── Quoted passage ──

In the authors department couch readouts are tested by comparing the readout against an external measure at a few representative points. MPC does not report on the absolute couch positioning but rather on the measured distance traveled between two points. This is the most clinically important aspect of couch motion for ensuring that couch shifts based upon IGRT imaging are accurate. To allow a meaningful comparison between the MPC couch travel and the departmental couch tests, the departmental couch test results are presented in terms of difference between the two most extreme measurement points. This measured range is then scaled to the range over which the MPC travel range is measured. The difference of this measured range from expected is then compared to MPC.

Couch Position tests

In the authors department couch position checks are based upon the Varian Customer Acceptance Procedures.17 Couch vertical readouts are measured using calibrated front pointers over a 10 cm range (MPC range = 15 cm). Couch lateral is measured with calibration Lokbar™ and steel ruler over a 20 cm range (MPC range = 5 cm). Couch longitudinal is measured using calibration Lokbar and tape measure over a 90 cm range (MPC range = 5 cm). Couch angle is verified at cardinal angles using the cross hairs projected onto graph paper after aligning the cross hair with the axis of gantry rotation using the swing test method. This gives a measurement range of 180° (MPC range = 10°). The pitch and roll readouts for the six degree of freedom couch are checked against a digital spirit level rated to ± 0.01 degree accuracy (Digi‐Pas 2‐Axis Precision Digital level, DWL3000XY, DIGIPAS USA LLC) at 0 and ± 2° giving a 4° range (MPC range = 3°).

Sensitivity to miscalibration

In an experiment to test the sensitivity of the MPC couch results the couch was deliberately miscalibrated in each axis using the standard calibration procedures. This was done in two ways. Firstly, a systematic offset was introduced into the calibration. This was done to all couch axes individually using offsets of the magnitude similar to the MPC tolerance. Secondly, the span of the calibration was made successively both smaller and larger. The magnitude of the miscalibration was calculated to cause error at about MPC tolerance. The altered span miscalibration was performed only for couch lateral, longitudinal, and vertical. This was not possible for couch pitch, roll, and rotation because these utilized single point calibration procedures. In all cases the measured change in MPC was compared against expected from the miscalibration.

───
── Raw data ──

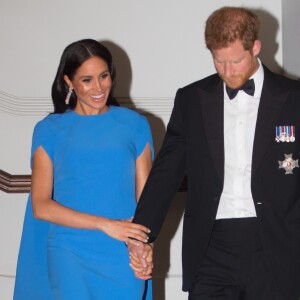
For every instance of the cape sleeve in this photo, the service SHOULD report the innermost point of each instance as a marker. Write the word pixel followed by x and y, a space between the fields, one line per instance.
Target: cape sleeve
pixel 143 136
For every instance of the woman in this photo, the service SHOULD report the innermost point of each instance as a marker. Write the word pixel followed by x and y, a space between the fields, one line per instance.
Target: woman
pixel 90 160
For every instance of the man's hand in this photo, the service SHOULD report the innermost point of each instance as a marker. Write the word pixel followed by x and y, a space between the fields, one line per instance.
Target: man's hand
pixel 141 259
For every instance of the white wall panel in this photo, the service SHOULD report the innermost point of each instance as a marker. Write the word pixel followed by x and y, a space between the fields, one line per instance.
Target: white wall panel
pixel 158 46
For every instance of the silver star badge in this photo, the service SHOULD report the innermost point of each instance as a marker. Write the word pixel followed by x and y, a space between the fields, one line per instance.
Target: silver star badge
pixel 288 164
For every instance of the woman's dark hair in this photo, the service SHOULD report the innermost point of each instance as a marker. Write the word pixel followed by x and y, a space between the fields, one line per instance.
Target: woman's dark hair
pixel 72 58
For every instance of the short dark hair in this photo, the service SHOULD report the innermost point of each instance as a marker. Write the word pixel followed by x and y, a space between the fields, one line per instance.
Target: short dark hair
pixel 72 58
pixel 229 24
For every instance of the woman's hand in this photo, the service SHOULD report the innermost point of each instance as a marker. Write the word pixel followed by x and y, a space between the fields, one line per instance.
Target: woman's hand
pixel 124 230
pixel 141 259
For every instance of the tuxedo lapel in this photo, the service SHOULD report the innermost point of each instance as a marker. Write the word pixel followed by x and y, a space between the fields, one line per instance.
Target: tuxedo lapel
pixel 270 106
pixel 212 107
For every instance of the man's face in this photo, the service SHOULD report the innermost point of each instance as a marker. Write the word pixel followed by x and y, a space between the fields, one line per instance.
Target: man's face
pixel 234 64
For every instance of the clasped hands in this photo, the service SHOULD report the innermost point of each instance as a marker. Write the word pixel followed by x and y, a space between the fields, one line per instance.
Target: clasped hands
pixel 141 258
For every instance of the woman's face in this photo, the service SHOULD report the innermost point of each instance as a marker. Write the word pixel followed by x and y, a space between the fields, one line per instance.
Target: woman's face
pixel 92 84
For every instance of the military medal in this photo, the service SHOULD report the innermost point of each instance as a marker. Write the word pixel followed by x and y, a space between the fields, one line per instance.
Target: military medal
pixel 285 134
pixel 288 164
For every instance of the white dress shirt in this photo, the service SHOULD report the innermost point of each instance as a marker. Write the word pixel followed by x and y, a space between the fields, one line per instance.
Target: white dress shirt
pixel 240 116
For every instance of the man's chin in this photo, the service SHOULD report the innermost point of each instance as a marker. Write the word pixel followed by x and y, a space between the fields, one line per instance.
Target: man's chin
pixel 234 85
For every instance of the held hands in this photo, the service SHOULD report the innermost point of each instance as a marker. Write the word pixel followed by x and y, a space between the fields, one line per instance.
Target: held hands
pixel 124 230
pixel 141 259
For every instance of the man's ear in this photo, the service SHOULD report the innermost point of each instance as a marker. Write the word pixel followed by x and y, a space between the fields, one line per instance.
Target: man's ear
pixel 256 47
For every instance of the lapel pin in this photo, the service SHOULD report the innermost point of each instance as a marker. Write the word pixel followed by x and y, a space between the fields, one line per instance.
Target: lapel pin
pixel 288 164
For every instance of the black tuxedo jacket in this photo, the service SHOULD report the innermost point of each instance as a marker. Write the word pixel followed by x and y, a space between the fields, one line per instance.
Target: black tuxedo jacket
pixel 194 146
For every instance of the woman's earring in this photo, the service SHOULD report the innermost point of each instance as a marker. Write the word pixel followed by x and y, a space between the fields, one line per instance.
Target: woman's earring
pixel 69 96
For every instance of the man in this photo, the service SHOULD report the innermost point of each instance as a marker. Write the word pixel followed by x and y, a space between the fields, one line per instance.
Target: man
pixel 241 232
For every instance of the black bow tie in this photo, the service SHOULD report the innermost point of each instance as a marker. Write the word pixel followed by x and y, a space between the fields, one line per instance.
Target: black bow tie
pixel 248 88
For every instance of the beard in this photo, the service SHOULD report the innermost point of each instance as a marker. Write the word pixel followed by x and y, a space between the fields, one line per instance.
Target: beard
pixel 237 80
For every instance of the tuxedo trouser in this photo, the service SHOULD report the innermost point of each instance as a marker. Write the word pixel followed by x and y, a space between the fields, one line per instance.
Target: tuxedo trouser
pixel 234 267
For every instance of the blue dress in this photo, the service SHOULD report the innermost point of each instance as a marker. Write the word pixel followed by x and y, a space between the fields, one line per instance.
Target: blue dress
pixel 94 172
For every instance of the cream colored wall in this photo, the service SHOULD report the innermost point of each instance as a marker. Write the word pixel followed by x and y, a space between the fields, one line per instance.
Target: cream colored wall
pixel 157 45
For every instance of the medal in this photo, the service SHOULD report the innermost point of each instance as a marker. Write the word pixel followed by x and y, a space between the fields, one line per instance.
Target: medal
pixel 288 164
pixel 285 134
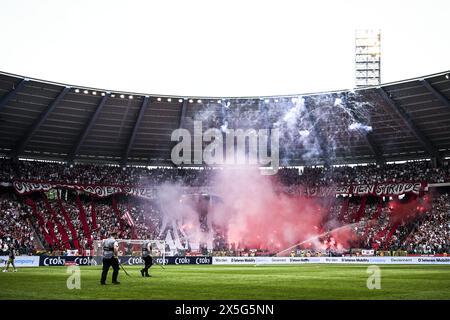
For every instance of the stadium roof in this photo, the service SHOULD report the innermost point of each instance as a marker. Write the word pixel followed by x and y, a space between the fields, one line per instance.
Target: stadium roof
pixel 45 120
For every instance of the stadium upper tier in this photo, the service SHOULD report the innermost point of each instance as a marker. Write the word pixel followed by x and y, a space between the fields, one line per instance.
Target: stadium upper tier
pixel 395 121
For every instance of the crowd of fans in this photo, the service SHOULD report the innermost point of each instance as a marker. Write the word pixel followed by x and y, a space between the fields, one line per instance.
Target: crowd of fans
pixel 77 220
pixel 150 176
pixel 15 228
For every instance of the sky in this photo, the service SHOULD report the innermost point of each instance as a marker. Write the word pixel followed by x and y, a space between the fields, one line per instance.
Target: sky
pixel 218 48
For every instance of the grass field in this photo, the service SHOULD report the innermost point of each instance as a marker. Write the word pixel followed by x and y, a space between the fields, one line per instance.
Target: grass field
pixel 233 282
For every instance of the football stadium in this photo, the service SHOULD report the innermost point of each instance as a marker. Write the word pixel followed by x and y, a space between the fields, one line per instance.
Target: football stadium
pixel 341 194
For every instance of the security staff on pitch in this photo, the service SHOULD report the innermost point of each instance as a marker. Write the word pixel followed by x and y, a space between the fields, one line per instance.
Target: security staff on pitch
pixel 12 257
pixel 110 259
pixel 146 256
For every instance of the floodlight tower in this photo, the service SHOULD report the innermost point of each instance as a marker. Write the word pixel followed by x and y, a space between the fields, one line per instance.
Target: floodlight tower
pixel 367 57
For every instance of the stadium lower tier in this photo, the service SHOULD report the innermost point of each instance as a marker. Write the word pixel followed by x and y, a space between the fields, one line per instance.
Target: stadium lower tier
pixel 219 282
pixel 64 221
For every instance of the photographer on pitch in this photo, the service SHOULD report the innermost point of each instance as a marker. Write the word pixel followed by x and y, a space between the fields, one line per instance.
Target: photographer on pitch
pixel 146 256
pixel 110 259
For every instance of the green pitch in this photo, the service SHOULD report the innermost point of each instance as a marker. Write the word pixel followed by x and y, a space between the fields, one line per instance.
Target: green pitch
pixel 233 282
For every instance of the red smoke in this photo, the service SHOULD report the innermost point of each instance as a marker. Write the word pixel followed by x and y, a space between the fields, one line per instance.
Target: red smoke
pixel 257 217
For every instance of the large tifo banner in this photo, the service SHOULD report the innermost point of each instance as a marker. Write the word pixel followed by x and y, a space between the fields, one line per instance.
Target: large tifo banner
pixel 22 261
pixel 327 260
pixel 380 189
pixel 26 187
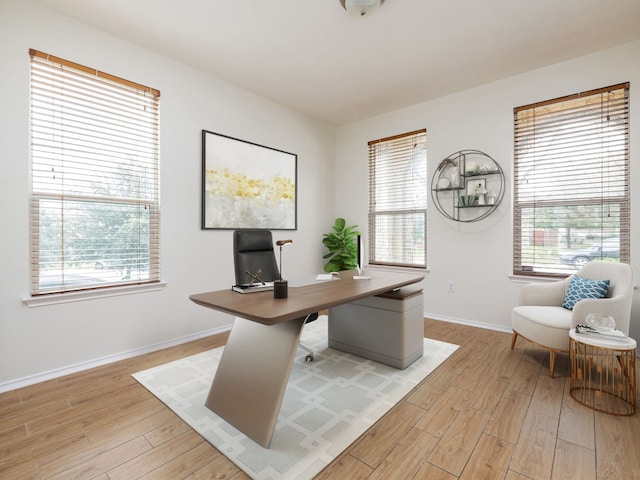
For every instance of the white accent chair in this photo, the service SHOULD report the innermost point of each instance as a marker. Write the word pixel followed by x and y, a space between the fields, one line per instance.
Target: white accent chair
pixel 540 318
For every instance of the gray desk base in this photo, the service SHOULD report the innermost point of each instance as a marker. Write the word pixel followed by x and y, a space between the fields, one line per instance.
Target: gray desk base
pixel 388 329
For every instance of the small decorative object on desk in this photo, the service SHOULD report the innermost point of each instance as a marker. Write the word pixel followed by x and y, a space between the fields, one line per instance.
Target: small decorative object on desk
pixel 601 321
pixel 253 287
pixel 600 325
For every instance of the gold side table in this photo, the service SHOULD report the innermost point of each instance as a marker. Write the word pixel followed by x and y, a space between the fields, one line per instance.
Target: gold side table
pixel 603 373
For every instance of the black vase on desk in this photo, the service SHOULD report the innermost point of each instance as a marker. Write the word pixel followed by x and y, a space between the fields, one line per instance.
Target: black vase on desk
pixel 281 287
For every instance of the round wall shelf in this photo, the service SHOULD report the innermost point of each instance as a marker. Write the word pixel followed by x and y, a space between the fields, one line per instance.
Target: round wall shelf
pixel 467 186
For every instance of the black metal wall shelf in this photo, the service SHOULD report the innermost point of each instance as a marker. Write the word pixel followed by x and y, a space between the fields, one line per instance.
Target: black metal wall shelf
pixel 467 186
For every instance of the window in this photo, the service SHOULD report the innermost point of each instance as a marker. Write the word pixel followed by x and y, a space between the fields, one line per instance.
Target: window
pixel 94 179
pixel 571 182
pixel 398 200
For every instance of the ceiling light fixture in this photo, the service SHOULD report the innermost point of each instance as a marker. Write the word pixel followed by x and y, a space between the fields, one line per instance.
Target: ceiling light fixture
pixel 361 8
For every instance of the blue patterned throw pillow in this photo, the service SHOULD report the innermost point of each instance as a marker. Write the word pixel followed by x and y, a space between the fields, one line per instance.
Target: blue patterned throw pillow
pixel 581 288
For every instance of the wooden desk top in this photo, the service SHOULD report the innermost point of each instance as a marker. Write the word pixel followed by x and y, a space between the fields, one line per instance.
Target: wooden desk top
pixel 261 307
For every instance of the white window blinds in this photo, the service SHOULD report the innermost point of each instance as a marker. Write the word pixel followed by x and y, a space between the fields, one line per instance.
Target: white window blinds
pixel 571 182
pixel 95 219
pixel 398 200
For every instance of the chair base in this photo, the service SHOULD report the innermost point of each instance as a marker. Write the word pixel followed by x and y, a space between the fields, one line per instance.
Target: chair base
pixel 552 351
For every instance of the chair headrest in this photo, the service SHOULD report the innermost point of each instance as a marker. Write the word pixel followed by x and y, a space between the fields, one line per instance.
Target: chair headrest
pixel 253 240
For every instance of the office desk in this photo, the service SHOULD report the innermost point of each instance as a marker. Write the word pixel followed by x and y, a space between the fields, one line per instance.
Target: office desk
pixel 252 376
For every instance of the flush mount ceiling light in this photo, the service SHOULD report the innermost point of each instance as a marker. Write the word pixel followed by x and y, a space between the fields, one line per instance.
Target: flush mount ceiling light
pixel 361 8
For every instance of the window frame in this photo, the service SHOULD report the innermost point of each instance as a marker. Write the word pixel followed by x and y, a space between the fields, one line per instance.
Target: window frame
pixel 563 135
pixel 75 92
pixel 397 208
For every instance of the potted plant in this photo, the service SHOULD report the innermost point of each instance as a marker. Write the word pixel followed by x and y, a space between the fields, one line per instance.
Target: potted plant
pixel 342 246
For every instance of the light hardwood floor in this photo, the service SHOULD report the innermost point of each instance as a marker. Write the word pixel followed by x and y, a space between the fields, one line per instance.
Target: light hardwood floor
pixel 486 413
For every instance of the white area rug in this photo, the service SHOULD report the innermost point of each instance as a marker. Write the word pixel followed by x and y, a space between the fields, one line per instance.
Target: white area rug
pixel 328 404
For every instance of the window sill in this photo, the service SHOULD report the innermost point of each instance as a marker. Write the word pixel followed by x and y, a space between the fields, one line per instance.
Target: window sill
pixel 384 268
pixel 57 298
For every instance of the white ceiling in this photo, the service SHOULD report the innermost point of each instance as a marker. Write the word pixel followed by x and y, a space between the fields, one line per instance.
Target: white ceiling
pixel 314 57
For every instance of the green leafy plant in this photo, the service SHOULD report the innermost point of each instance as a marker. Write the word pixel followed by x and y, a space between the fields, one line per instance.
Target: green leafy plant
pixel 342 246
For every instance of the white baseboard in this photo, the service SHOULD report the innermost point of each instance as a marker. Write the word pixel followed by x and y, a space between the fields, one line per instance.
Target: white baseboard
pixel 98 362
pixel 471 323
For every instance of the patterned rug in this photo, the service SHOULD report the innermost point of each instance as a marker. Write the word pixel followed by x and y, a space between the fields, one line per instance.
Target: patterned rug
pixel 327 405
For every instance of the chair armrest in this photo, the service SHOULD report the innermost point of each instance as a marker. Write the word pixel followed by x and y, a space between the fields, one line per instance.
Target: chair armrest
pixel 548 294
pixel 618 307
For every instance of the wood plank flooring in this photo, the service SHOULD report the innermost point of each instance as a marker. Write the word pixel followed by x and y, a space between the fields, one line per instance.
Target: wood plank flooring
pixel 487 413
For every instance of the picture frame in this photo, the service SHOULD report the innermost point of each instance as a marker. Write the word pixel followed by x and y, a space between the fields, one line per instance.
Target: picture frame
pixel 476 186
pixel 247 185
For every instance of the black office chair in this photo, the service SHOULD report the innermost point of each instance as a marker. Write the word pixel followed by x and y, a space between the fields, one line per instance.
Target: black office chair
pixel 254 260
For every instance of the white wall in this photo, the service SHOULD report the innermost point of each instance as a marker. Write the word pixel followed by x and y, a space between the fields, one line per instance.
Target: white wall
pixel 34 341
pixel 477 256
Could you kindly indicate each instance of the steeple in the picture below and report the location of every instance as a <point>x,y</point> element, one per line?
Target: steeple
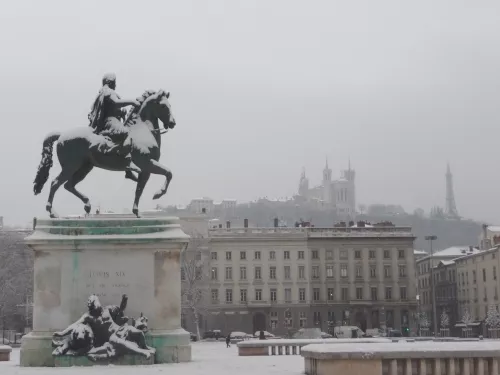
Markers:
<point>451,208</point>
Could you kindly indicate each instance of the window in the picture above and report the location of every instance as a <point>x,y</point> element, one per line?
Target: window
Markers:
<point>272,273</point>
<point>287,273</point>
<point>302,272</point>
<point>274,295</point>
<point>343,270</point>
<point>229,296</point>
<point>302,294</point>
<point>274,319</point>
<point>329,294</point>
<point>387,271</point>
<point>316,294</point>
<point>329,271</point>
<point>258,273</point>
<point>213,273</point>
<point>315,272</point>
<point>402,293</point>
<point>345,294</point>
<point>359,272</point>
<point>243,273</point>
<point>215,295</point>
<point>388,293</point>
<point>359,293</point>
<point>402,271</point>
<point>302,319</point>
<point>258,294</point>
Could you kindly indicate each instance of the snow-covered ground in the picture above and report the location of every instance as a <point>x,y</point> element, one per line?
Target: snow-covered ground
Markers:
<point>208,358</point>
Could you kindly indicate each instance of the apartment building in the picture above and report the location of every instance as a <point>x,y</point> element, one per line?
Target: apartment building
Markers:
<point>478,283</point>
<point>283,279</point>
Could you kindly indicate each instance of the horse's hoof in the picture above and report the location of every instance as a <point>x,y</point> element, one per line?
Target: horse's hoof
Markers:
<point>159,194</point>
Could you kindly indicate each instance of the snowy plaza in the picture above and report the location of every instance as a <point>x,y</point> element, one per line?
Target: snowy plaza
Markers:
<point>208,358</point>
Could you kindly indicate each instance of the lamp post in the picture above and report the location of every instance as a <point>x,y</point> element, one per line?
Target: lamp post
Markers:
<point>434,317</point>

───

Required work ::
- a) Reproduce the part of the couch testing passage starting at "Sensitivity to miscalibration" and ending at "from the miscalibration.".
- b) Carry on the couch testing passage from its final sentence.

Task-by-task answers ::
- a)
Sensitivity to miscalibration

In an experiment to test the sensitivity of the MPC couch results the couch was deliberately miscalibrated in each axis using the standard calibration procedures. This was done in two ways. Firstly, a systematic offset was introduced into the calibration. This was done to all couch axes individually using offsets of the magnitude similar to the MPC tolerance. Secondly, the span of the calibration was made successively both smaller and larger. The magnitude of the miscalibration was calculated to cause error at about MPC tolerance. The altered span miscalibration was performed only for couch lateral, longitudinal, and vertical. This was not possible for couch pitch, roll, and rotation because these utilized single point calibration procedures. In all cases the measured change in MPC was compared against expected from the miscalibration.

- b)
2.B.4. Sensitivity of MPC to Phantom tilt

In an experiment to test the sensitivity of the MPC couch pitch and roll test to discrepancies in the phantom setup, the roll and pitch of the phantom were successively deliberately adjusted by approximately 1°. With the couch pitch and roll set to zero, the MPC bracket and phantom were attached to the couch top as per usual. The digital spirit level was used on the top surface of the phantom to measure the phantom pitch. The spirit level was then placed on the phantom handle as an initial measure of roll. MPC was then performed. The roll of the phantom was then adjusted by wedging paper sheets between the phantom and bracket until a change in roll was measured on the spirit level of one degree. MPC was repeated with the paper wedges in situ. The wedges were then removed and placed under the phantom to induce a change in pitch of one degree on the spirit level and MPC was again repeated. Any changes in MPC parameters between the three acquisitions were recorded.

3. Results

3.A. Repeatability

The results of Table 1 show how repeatable each of the MPC geometric tests were across five successive measurements. The repeatability results of Table 1 show that for all MPC tests the methods are repeatable to within 0.05 mm or 0.04 degrees for all parameters at one standard deviation.

Table 1.

Short term repeatability of the MPC isocenter and couch geometric tests based upon five successive measurements

Test	Standard Deviation
Couch
Lateral	0.04 (mm)
Longitudinal	0.02 (mm)
Vertical	0.02 (mm)
Pitch	0.01 (Degrees)
Roll	0.00 (Degrees)
Rotation	0.01 (Degrees)
Isocenter
kV offset	0.05 (mm)
size	0.02 (mm)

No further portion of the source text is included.